M&A contracts attempt to use a variety of standardized terminology as well as customized terminology. Contracts use many terms that are defined as “market norms” and  “deal points” that are set through studies conducted by the American Bar Association. In general, it is important to remember that all M&A contracts are largely similar, but small changes in terminology can cause extreme changes in outcomes for the parties involved.


M&A contracts are organized many different “articles” with each article containing many sections. Typically, articles will be organized in the following manner:

  1. Parties and recitals

This section serves as a guide for the rest of the document. It highlights the parties involved and defines guiding language on the purpose of the transaction. This article is generally 1% of the words in the entire contract, but can contain important defining information.

◆ COLLECTED MATERIAL:
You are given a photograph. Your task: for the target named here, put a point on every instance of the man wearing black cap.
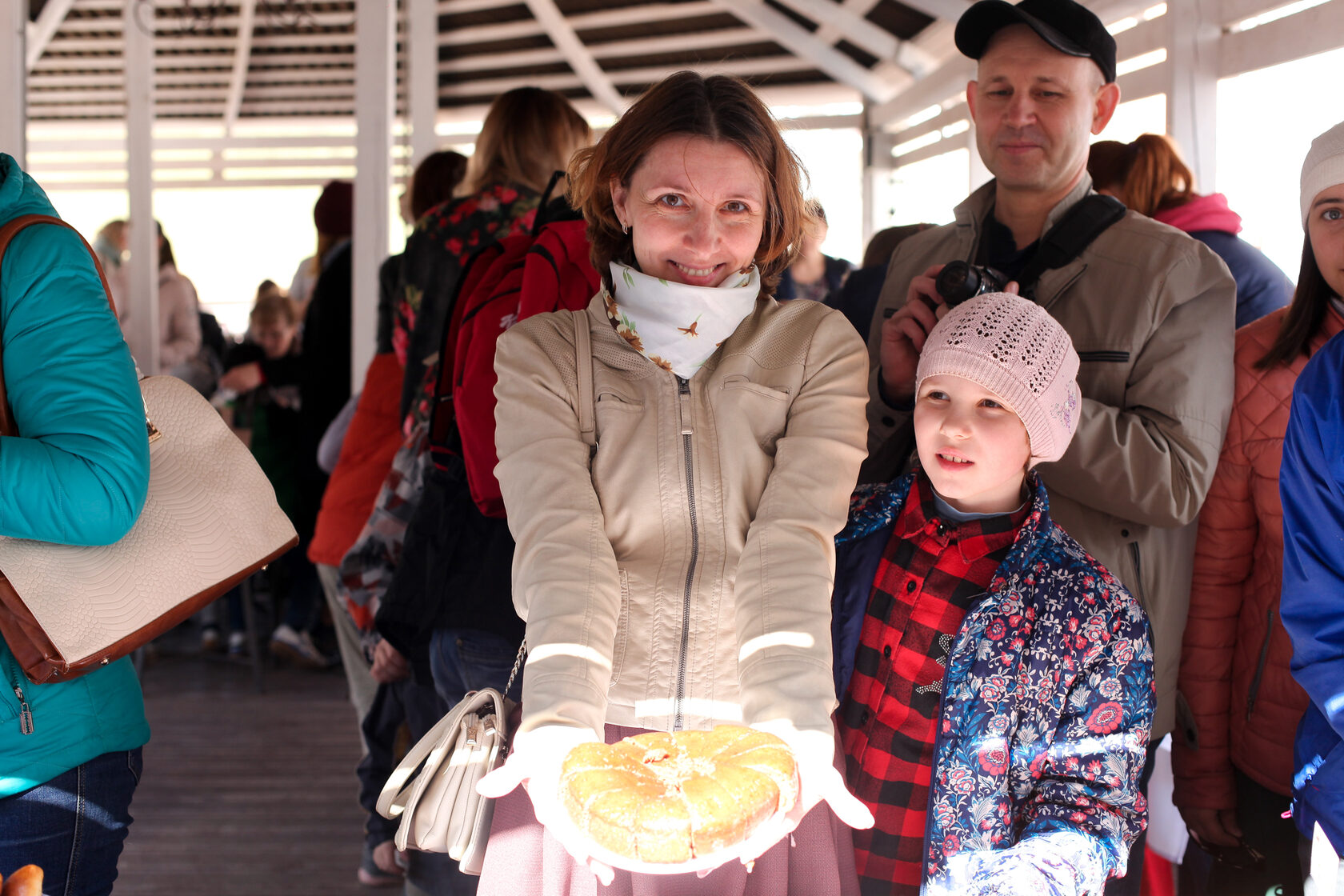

◆ STATED TASK: Reproduce the passage on M&A contracts word for word between "This section serves" and "important defining information.", inclusive. The data is unrelated to the passage on M&A contracts.

◆ THE RESULT:
This section serves as a guide for the rest of the document. It highlights the parties involved and defines guiding language on the purpose of the transaction. This article is generally 1% of the words in the entire contract, but can contain important defining information.